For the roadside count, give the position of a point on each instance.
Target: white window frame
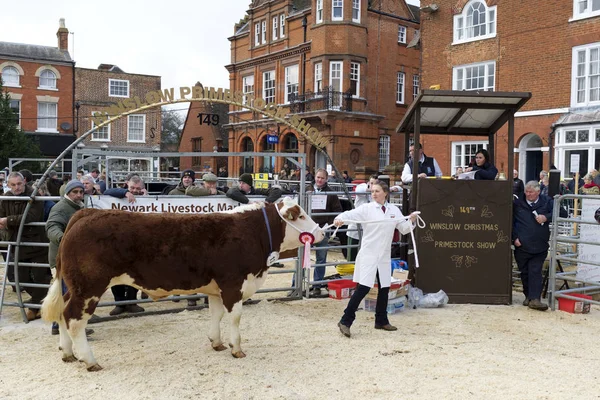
(275, 28)
(355, 76)
(585, 77)
(247, 88)
(46, 117)
(111, 81)
(129, 118)
(337, 4)
(19, 103)
(49, 79)
(465, 31)
(104, 131)
(400, 87)
(462, 144)
(460, 76)
(291, 82)
(401, 34)
(319, 15)
(416, 85)
(587, 12)
(384, 151)
(356, 11)
(11, 84)
(269, 98)
(318, 80)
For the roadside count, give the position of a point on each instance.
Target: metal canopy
(459, 112)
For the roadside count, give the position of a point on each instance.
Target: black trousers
(380, 307)
(124, 292)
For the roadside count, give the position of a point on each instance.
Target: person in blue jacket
(532, 214)
(485, 169)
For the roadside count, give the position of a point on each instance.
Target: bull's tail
(54, 304)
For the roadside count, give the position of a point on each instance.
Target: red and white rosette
(307, 239)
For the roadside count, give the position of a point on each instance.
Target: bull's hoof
(238, 354)
(94, 368)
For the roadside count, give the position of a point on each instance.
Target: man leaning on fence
(532, 214)
(11, 215)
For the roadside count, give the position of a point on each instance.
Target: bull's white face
(298, 221)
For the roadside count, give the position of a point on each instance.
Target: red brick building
(95, 91)
(551, 50)
(40, 82)
(343, 65)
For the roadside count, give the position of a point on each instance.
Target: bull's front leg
(215, 305)
(235, 339)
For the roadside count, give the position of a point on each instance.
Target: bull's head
(297, 223)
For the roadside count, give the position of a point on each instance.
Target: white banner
(153, 204)
(589, 233)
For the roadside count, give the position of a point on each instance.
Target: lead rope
(419, 223)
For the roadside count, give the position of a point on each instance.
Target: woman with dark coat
(485, 169)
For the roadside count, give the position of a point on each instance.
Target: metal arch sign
(186, 94)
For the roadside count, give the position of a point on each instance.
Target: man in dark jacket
(11, 215)
(532, 214)
(245, 188)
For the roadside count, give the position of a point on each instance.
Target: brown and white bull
(223, 255)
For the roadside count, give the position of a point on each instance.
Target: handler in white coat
(373, 260)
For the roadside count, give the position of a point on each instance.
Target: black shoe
(344, 329)
(134, 308)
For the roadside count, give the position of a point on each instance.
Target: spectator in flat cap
(245, 189)
(188, 177)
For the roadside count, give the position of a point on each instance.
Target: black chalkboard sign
(465, 247)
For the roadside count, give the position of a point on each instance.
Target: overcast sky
(183, 41)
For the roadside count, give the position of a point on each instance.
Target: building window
(319, 11)
(10, 77)
(585, 87)
(479, 76)
(476, 22)
(586, 8)
(337, 10)
(118, 88)
(196, 147)
(248, 89)
(356, 11)
(401, 34)
(416, 86)
(47, 79)
(318, 77)
(291, 82)
(384, 151)
(335, 81)
(269, 87)
(47, 116)
(400, 88)
(136, 128)
(355, 79)
(463, 153)
(15, 106)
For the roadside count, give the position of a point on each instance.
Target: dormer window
(476, 22)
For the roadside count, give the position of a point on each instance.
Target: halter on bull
(222, 255)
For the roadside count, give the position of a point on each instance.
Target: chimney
(63, 36)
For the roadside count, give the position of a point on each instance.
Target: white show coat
(374, 253)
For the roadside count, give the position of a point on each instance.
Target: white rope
(419, 223)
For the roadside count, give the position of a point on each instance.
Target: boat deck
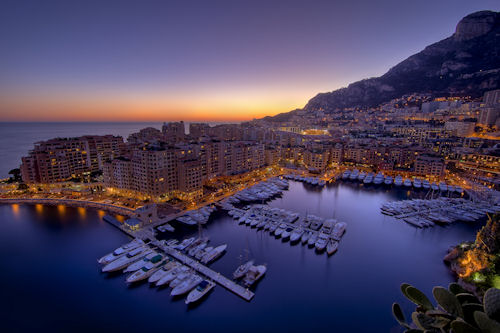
(215, 276)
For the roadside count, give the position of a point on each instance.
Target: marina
(415, 182)
(290, 227)
(325, 277)
(425, 213)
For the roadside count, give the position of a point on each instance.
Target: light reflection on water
(54, 262)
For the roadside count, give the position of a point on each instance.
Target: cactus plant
(448, 301)
(458, 311)
(491, 303)
(456, 288)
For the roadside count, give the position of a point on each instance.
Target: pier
(71, 203)
(217, 277)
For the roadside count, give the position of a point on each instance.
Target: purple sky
(202, 59)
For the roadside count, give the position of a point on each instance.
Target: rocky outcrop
(475, 25)
(466, 63)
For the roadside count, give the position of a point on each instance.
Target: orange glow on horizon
(15, 209)
(61, 209)
(82, 212)
(213, 107)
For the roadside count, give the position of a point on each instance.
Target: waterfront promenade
(72, 203)
(209, 273)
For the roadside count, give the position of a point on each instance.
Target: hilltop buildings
(415, 134)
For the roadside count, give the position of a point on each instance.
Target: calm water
(51, 278)
(16, 139)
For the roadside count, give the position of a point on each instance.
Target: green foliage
(448, 301)
(417, 297)
(456, 288)
(491, 303)
(458, 311)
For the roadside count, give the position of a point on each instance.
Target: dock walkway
(217, 277)
(70, 202)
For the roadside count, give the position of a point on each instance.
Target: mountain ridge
(465, 64)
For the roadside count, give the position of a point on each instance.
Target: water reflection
(300, 289)
(39, 209)
(15, 210)
(61, 209)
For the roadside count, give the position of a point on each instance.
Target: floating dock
(217, 277)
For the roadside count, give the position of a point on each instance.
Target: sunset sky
(201, 60)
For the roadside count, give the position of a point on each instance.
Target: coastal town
(445, 147)
(437, 139)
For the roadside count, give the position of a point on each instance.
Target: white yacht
(146, 271)
(159, 274)
(316, 224)
(185, 243)
(254, 274)
(312, 239)
(129, 258)
(286, 233)
(242, 269)
(331, 247)
(214, 254)
(202, 253)
(179, 279)
(321, 242)
(368, 179)
(201, 290)
(172, 274)
(339, 230)
(186, 285)
(346, 174)
(296, 234)
(379, 178)
(305, 237)
(361, 176)
(195, 249)
(280, 230)
(138, 264)
(121, 251)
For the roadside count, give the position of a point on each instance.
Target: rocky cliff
(466, 63)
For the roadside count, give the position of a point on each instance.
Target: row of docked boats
(143, 262)
(249, 273)
(424, 213)
(198, 216)
(380, 178)
(312, 230)
(198, 248)
(259, 192)
(309, 180)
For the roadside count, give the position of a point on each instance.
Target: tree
(16, 174)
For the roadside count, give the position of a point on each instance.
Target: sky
(202, 60)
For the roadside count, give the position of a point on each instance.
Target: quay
(217, 277)
(71, 203)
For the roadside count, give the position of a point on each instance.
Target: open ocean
- - -
[Task to carry out]: Give the data above again, exactly, with every picture removed.

[Answer to the problem]:
For the roadside count, give the position of a point on each instance.
Target: white window frame
(275, 28)
(355, 76)
(585, 77)
(247, 88)
(46, 117)
(111, 81)
(129, 118)
(337, 4)
(19, 103)
(49, 79)
(465, 31)
(104, 131)
(400, 87)
(462, 144)
(460, 76)
(291, 82)
(401, 34)
(319, 15)
(416, 85)
(587, 12)
(384, 151)
(356, 11)
(11, 84)
(269, 98)
(318, 80)
For the roadside count, give the position of a point on each instance.
Target: metal canopy
(459, 112)
For the roadside count, give the position of a point on each instance.
Target: black trousers
(380, 307)
(124, 292)
For the roadside count, give the position of a point on each instance.
Target: person in blue jacket
(532, 214)
(485, 169)
For the roadside count, give the position of a point on each instance.
Target: bull's tail
(54, 304)
For the roadside count, give the position of a point on each instance.
Target: red and white rosette
(307, 239)
For the roadside count, give the position of a point on each instance.
Target: bull's hoof
(238, 354)
(94, 368)
For the roadside count, give the position of a point on each instance.
Target: man leaning on fence
(532, 214)
(11, 215)
For the roadside count, give the position of a point on each instance.
Target: bull's white face
(298, 221)
For the roadside count, give the position of a point on each instance.
Target: red brick building
(95, 91)
(551, 50)
(40, 82)
(343, 65)
For the roadside count, give the position of a point on each instance.
Target: bull's front leg
(215, 305)
(235, 339)
For the roadside count, give the position of a point on each instance.
Target: bull's head
(297, 223)
For the roadside count, give the position of a point on each instance.
Target: white banner
(153, 204)
(589, 233)
For the roadside count, give the position of a point on each instance.
Target: lead rope
(419, 223)
For the roadside count, give the position of a point on each instance.
Target: woman with dark coat
(485, 169)
For the roadside count, give the position of a point on each instance.
Target: metal arch sign
(186, 94)
For the roadside count, give the position of a point on each instance.
Target: man in dark jacket
(11, 215)
(532, 214)
(245, 188)
For the roadside count, give the position of a point on each instance.
Target: brown and white bull
(223, 255)
For the roadside count, give the position of a point on each instance.
Target: handler in white coat
(373, 260)
For the roadside count, give the position of a point on each instance.
Target: black shoe
(344, 329)
(134, 308)
For the roadside count, give the position of a point on each instance.
Target: spectator in flat cap
(245, 189)
(188, 177)
For the roadside count, give the position of a point on each instance.
Target: black chalkboard sign
(465, 247)
For the roadside count, give the position of a point on each instance.
Target: overcast sky
(183, 41)
For the roadside count, give the position of a point on each instance.
Target: building window
(319, 11)
(10, 77)
(585, 87)
(479, 76)
(476, 22)
(586, 8)
(337, 10)
(118, 88)
(196, 147)
(248, 89)
(356, 11)
(401, 34)
(416, 86)
(47, 79)
(318, 77)
(291, 82)
(384, 151)
(335, 81)
(269, 87)
(47, 116)
(400, 88)
(136, 128)
(355, 79)
(463, 153)
(15, 106)
For the roadside count, give the position of a point on each instance.
Target: dormer window
(476, 22)
For the roadside count, give the position of a point on each instance.
Target: halter on bull
(222, 255)
For the roadside count, give the position of a point on each instance.
Target: chimney
(63, 36)
For the roadside count, give the position of a point on each instance.
Target: white show coat
(374, 253)
For the roadside count, give the position of a point on each instance.
Target: white rope
(419, 223)
For the roadside count, give the position of a point on each instance.
Target: boat deck
(215, 276)
For the roadside count, give the position of a point on each instance.
Target: marina
(415, 182)
(290, 227)
(325, 277)
(425, 213)
For the roadside count, give the position of a point on each instance.
Target: light reflection on water
(54, 262)
For the roadside count, give the position of a point on each instance.
Target: cactus plant
(448, 301)
(458, 311)
(491, 303)
(456, 288)
For the roadside count, give the position of a point on each instance.
Target: pier
(71, 203)
(217, 277)
For the roadside count, give the position of a point on each instance.
Target: purple sky
(202, 59)
For the roadside count, give the position of a point on each instance.
Target: rocky outcrop
(475, 25)
(466, 63)
For the roadside count, give the position of a point on each instance.
Target: orange glow on horizon
(15, 209)
(61, 209)
(82, 212)
(213, 107)
For the roadside count, give the position of a point on each instance.
Target: waterfront promenade
(72, 203)
(209, 273)
For the roadside count, give the position of a point on each instance.
Target: hilltop buildings
(415, 134)
For the roadside count, give the position of a point on each instance.
Target: calm water
(51, 278)
(16, 139)
For the roadside count, give the position of a point on each instance.
Target: green foliage
(448, 301)
(417, 297)
(456, 288)
(491, 303)
(458, 311)
For the roadside count, give the position of a point on each instance.
Target: dock walkway
(217, 277)
(70, 202)
For the roadside count, give the position of a point on each instance.
Target: mountain ridge
(465, 64)
For the roadside count, give the position of a point on each instance.
Target: water reflection
(300, 289)
(39, 209)
(15, 210)
(61, 209)
For the roadside count, give the position of a point on each instance.
Target: floating dock
(217, 277)
For the roadside count, give the position of a point on each instance.
Target: sunset sky
(201, 60)
For the roadside count, give the position of a point on each instance.
Target: coastal town
(445, 147)
(437, 139)
For the roadside count, give the position of a point on each instance.
Target: white yacht
(146, 271)
(159, 274)
(316, 224)
(185, 243)
(254, 274)
(312, 239)
(129, 258)
(286, 233)
(242, 269)
(331, 247)
(214, 254)
(202, 253)
(179, 279)
(321, 242)
(368, 179)
(201, 290)
(172, 274)
(339, 230)
(186, 285)
(346, 174)
(296, 234)
(379, 178)
(305, 237)
(361, 176)
(195, 249)
(280, 230)
(138, 264)
(121, 251)
For the roadside count, give the position of a point on each instance.
Target: rocky cliff
(466, 63)
For the roadside count, give the position of a point on each instance.
Target: row of docked boats
(143, 262)
(249, 273)
(424, 213)
(198, 216)
(380, 178)
(312, 230)
(198, 248)
(259, 192)
(309, 180)
For the roadside count, give the position of a point on each instance.
Target: tree
(16, 174)
For the roadside count, give the position of a point on each instance.
Target: sky
(202, 60)
For the roadside count, give the position of a point on each instance.
Target: quay
(217, 277)
(71, 203)
For the roadside count, give the position of a point on each instance.
Target: open ocean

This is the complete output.